===== Supplied text =====

Tuesday, October 26, 2010

Planning

I'm such a planner. I can't help it. There is something fulfilling about taking my little calendar out of my purse and jotting down dates and times and events. I will say that being a SAHM doesn't require a whole lot of calendar planning. Generally once a week there is something fun and new to write down. But still, I just enjoy planning. And you can only guess what I think about all day as the holidays approach. How will we spend Thanksgiving, Christmas & New Years? Nothing to write down yet, but the anticipation is fun :) Anyone else just love planning?

Sunday, October 17, 2010

Role Model?

Our book club is reading: Another Valley Another Victory Another Love by Valetta Steel Crumley. I can't begin to tell you how this book has challenged me. I could literally quote every page/chapter/verse. Here is one that I had to read about 5 times as God began to reveal Himself to me.
"If there is one message I would like to shout to every parent, it is this: every day that you live out your life before your children, you are imparting to them an entire value system, and what a phony set of values many parents dump on their children. Even Christian parents model life-styles characterized by money and material possessions. Such are vain and transient baubles when set in an eternal perspective. The fulfillment of selfish ambition, and the brief, fickle applause of man: how futile they will appear someday when seen in the light of eternity."

I had another long thought of my own posted here but I just erased it. This quote needs no explanation or elaboration, but I do believe it goes beyond the parent role to anyone claiming Christ as Lord and Savior. This is plain truth.

Wednesday, October 13, 2010

Funk.

Isn't it crazy how fast our moods & situations change? My least favorite "feeling" is being in a funk.. and I've been in a funk for longer than I have wanted to. Maybe it's the fact that I haven't been able to breathe out of my nose for over a month now and it keeps me awake at night. For several hours. Please funk, go away.

Sunday, October 10, 2010

Celebration.

This weekend we had the opportunity to be a part of a special celebration for a dear friend who turned 30. It was so cool to see and experience so many different people all gathered together to celebrate the life of another friend. It's crazy to think about how we have all been impacted by him and how special and unique he is to everyone he encounters. Tonight I'm reflecting on the importance of celebrating individuals and in that, telling them how much we appreciate them and why thy are special to us. It's so nice to be affirmed, isn't it? Don't skip out on telling someone how much they mean to you or how they've impacted you. Dennis, you are a blessing to me in the way that you love my dear friend Emily and how you've befriended Kyle and I as if we've known each other forever. Thank you for letting us be a part of your life and celebrate this milestone with you. (old man.) :)

Wednesday, October 6, 2010

Vulnerability

I'm convinced that people, myself included, need to be more vulnerable. I never really understood what that meant until recently in life. I mean, I knew what it meant, but not what it looked like. Until I started truly wanting genuine relationships. Everyone in this world is trying desperately to cover up faults, failures, shortcomings, etc. It's absolutely ridiculous. Not to mention, isolating. Not only will people never know who you truly are, but you won't ever even know yourself. I say all this holding a mirror to my face because it's really challenging to let people know that you are far from a perfect wife, mother, sister, daughter and friend. My house is often tidy, but rarely clean. I don't shower daily. I often nap instead of pray or read. I sometimes feel like I have no idea what it means to be 'good' at any of my roles. I only really cooked one dinner this week. I daily have to apologize to my dog and my son for using the wrong tone of voice or being short with them. Some days I'd rather lay in bed than get up and live life. Ah, I feel better. Thanks for listening.

===== Information provided =====

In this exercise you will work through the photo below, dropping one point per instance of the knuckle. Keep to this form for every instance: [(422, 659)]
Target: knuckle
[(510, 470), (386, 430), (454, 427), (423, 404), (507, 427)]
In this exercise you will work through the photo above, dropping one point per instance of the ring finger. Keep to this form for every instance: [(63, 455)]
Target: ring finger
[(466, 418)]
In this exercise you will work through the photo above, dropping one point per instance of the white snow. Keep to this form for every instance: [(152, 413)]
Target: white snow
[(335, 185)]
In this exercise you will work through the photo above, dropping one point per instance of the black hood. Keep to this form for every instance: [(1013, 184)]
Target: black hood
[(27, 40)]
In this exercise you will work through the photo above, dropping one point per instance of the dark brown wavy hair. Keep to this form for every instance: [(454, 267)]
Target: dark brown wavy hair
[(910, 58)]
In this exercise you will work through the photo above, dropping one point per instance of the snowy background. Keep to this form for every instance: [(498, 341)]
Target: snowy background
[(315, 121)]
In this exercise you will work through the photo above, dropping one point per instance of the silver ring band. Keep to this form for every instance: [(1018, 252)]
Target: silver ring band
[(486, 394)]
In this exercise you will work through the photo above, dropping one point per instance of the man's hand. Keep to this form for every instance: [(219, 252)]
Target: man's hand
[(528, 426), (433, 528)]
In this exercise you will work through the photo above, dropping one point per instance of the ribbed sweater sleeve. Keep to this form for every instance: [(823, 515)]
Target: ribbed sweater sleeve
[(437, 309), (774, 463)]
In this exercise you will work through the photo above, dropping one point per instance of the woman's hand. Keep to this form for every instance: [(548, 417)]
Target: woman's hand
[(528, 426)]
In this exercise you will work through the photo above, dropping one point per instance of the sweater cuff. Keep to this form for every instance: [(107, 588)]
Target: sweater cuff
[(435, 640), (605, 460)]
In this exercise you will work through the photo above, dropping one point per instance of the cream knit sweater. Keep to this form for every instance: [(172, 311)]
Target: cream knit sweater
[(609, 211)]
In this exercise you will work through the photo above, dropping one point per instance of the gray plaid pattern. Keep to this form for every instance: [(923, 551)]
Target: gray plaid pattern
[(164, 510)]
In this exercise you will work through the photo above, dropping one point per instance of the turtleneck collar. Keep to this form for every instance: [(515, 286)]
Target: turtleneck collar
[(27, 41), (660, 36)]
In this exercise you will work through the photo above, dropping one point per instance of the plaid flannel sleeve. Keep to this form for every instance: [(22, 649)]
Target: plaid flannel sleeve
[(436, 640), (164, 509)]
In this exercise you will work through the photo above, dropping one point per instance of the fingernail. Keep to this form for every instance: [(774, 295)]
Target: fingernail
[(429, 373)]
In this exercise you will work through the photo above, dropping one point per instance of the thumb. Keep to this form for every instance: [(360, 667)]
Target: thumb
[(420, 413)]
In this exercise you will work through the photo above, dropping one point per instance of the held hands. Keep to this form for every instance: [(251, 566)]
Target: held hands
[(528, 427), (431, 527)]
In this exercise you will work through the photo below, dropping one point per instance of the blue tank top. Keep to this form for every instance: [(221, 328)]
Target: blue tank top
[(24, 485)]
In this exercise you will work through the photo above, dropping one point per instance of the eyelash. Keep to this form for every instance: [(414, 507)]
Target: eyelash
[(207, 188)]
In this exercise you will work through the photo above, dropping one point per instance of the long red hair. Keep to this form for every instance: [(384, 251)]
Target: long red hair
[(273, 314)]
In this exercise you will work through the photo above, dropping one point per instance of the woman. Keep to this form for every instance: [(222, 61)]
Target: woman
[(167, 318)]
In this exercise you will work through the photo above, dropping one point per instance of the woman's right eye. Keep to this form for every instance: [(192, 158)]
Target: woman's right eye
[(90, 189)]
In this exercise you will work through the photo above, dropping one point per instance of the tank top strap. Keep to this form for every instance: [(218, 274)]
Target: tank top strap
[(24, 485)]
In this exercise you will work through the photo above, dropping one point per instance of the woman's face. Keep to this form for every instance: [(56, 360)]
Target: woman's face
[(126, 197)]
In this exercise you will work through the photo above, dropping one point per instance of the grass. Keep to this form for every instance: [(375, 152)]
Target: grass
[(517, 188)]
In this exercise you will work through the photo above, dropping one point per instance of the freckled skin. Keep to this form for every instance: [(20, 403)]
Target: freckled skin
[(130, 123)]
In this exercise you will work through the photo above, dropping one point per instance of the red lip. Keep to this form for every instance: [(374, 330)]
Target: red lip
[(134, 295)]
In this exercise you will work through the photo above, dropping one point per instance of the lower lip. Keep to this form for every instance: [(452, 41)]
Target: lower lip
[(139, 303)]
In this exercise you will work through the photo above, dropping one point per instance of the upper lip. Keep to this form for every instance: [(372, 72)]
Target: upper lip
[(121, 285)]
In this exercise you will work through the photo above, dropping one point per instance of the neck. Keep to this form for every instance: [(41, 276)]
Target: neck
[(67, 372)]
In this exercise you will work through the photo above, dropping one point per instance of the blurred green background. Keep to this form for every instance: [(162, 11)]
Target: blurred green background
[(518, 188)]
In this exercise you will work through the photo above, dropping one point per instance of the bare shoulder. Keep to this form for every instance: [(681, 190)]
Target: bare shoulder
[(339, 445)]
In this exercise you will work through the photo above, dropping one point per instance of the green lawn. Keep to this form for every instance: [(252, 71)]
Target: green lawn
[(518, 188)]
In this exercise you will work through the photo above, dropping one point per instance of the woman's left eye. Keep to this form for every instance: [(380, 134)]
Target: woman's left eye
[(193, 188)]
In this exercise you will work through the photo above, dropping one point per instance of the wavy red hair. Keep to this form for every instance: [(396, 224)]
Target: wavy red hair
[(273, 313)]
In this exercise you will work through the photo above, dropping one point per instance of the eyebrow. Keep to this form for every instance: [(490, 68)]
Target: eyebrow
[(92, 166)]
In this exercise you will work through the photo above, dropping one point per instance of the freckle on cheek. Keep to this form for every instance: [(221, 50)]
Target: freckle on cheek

=====

Your objective:
Which book does the book club in the blog posts above read?

Result of the task:
Another Valley Another Victory Another Love by Valetta Steel Crumley.